### Work to be completed
Copy out, word for word, the part of the material below that opens with the line containing "For the trial run, indicate each instance of the pigeon" and closes with the line containing "x=377 y=280", including both of those lines. Give nothing else.

### Data for this task
BEGIN
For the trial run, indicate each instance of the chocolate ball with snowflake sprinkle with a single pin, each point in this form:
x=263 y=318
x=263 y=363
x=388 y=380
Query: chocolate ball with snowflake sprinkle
END
BEGIN
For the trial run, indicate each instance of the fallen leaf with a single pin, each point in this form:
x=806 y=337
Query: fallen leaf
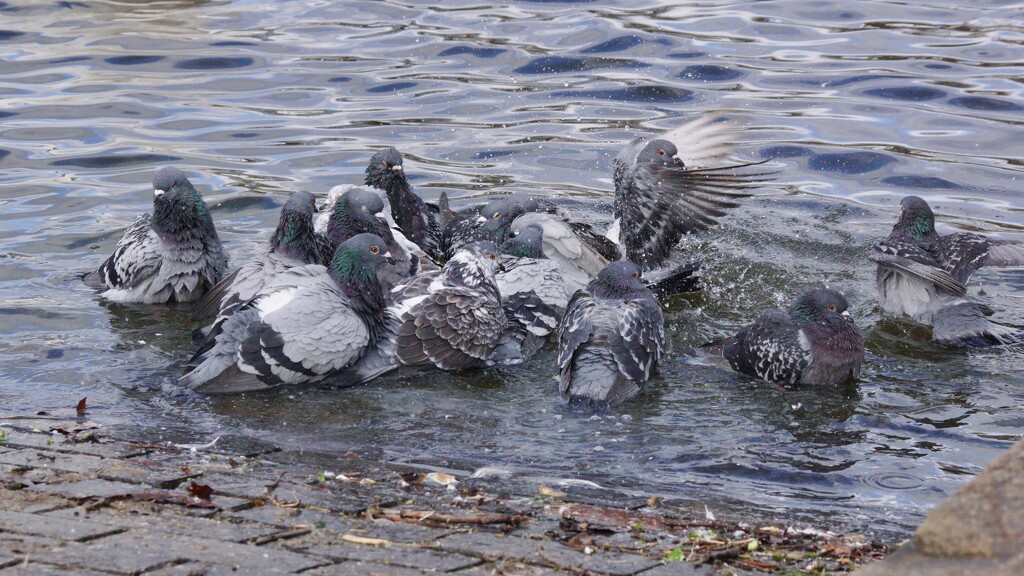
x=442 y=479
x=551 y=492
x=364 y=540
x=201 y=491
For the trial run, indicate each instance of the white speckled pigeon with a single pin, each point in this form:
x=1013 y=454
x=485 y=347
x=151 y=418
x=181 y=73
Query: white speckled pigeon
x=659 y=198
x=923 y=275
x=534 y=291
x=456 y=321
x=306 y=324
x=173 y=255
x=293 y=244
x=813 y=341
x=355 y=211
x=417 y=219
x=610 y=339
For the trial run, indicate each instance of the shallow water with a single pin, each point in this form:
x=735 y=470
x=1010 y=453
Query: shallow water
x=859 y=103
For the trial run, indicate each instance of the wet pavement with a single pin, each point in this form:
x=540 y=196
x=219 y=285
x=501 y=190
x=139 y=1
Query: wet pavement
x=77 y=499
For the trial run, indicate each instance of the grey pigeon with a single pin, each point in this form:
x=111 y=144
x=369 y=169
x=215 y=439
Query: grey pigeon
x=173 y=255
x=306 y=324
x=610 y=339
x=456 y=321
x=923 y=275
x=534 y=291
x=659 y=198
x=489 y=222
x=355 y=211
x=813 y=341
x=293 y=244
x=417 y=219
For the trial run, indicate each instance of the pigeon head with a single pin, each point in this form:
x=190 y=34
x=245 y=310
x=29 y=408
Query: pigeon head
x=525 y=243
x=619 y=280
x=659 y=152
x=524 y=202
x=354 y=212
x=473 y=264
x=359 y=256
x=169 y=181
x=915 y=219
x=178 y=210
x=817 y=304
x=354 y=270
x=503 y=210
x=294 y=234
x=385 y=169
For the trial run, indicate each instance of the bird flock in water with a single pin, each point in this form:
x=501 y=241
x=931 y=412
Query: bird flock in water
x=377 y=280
END
### Reply to the task
For the trial run, indicate each instance of the pigeon head with a single pin, each point in this form:
x=190 y=34
x=245 y=310
x=29 y=408
Query: pigeon head
x=525 y=243
x=619 y=280
x=659 y=152
x=524 y=202
x=354 y=212
x=473 y=264
x=359 y=256
x=169 y=181
x=915 y=219
x=178 y=210
x=817 y=304
x=354 y=270
x=503 y=210
x=294 y=234
x=385 y=169
For the trial run, indicate each instance of the bird flock in water with a single pin, each point in this form:
x=501 y=241
x=931 y=412
Query: bird flock in water
x=377 y=280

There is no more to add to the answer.